The exercise.
Can you render the data below as a Markdown table with the columns "Row" and "Line", one numbered row per line, skipping blank lines and leaving the pictures out?

Exercise input.

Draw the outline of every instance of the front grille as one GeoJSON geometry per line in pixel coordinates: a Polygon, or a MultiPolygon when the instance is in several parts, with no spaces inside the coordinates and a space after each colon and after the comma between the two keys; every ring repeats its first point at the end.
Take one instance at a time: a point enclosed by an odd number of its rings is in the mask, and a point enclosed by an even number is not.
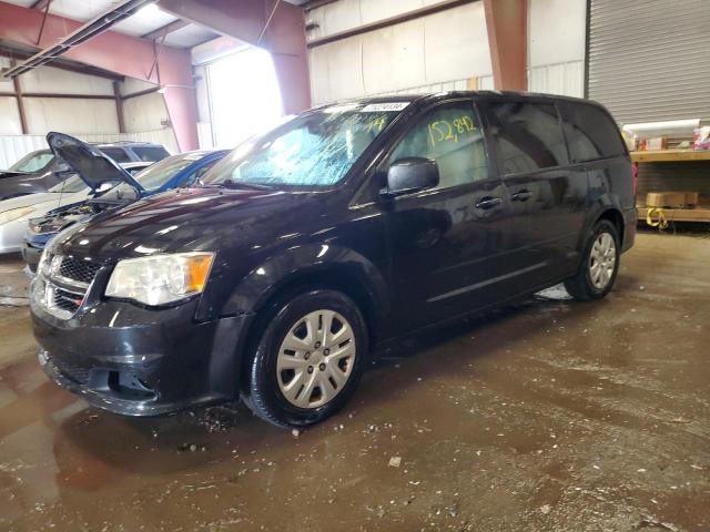
{"type": "Polygon", "coordinates": [[[68,313],[74,314],[81,306],[81,301],[83,301],[84,298],[81,294],[72,294],[71,291],[67,291],[58,287],[53,287],[53,290],[54,306],[62,310],[67,310],[68,313]]]}
{"type": "Polygon", "coordinates": [[[95,263],[79,260],[73,257],[64,257],[59,266],[59,275],[68,279],[90,284],[97,275],[97,272],[99,272],[99,268],[101,268],[101,266],[95,263]]]}
{"type": "Polygon", "coordinates": [[[82,368],[81,366],[77,366],[65,360],[51,357],[48,359],[48,362],[54,366],[54,368],[64,377],[73,380],[74,382],[79,382],[80,385],[89,382],[89,375],[91,372],[91,369],[89,368],[82,368]]]}
{"type": "Polygon", "coordinates": [[[99,264],[62,255],[48,255],[32,286],[32,300],[49,314],[72,318],[81,307],[99,264]]]}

Output of the exercise.
| Row | Line |
|---|---|
| 1 | Draw the outline of every instance of the front grille as one GeoJSON geometry per line in pixel coordinates: a Polygon, or a MultiPolygon when the instance is in several parts, with no spaces inside the coordinates and a space after each colon and after the comma between the two keys; every ring repeats its first point at the end. |
| 2 | Take one instance at a time: a point enclosed by an odd number of its rings is in the mask, and a point enclosed by an even number is not. |
| 3 | {"type": "Polygon", "coordinates": [[[68,313],[74,314],[81,306],[81,301],[83,301],[84,298],[81,294],[72,294],[71,291],[67,291],[58,287],[53,287],[53,290],[54,306],[62,310],[67,310],[68,313]]]} |
| 4 | {"type": "Polygon", "coordinates": [[[95,263],[79,260],[73,257],[64,257],[59,266],[59,275],[68,279],[90,284],[97,275],[97,272],[99,272],[99,268],[101,268],[101,266],[95,263]]]} |
| 5 | {"type": "Polygon", "coordinates": [[[82,368],[81,366],[77,366],[65,360],[51,357],[48,359],[48,362],[54,366],[54,368],[64,377],[73,380],[74,382],[79,382],[80,385],[89,382],[89,375],[91,372],[91,369],[89,368],[82,368]]]} |
| 6 | {"type": "Polygon", "coordinates": [[[99,264],[62,255],[48,255],[32,286],[32,300],[49,314],[72,318],[81,307],[99,264]]]} |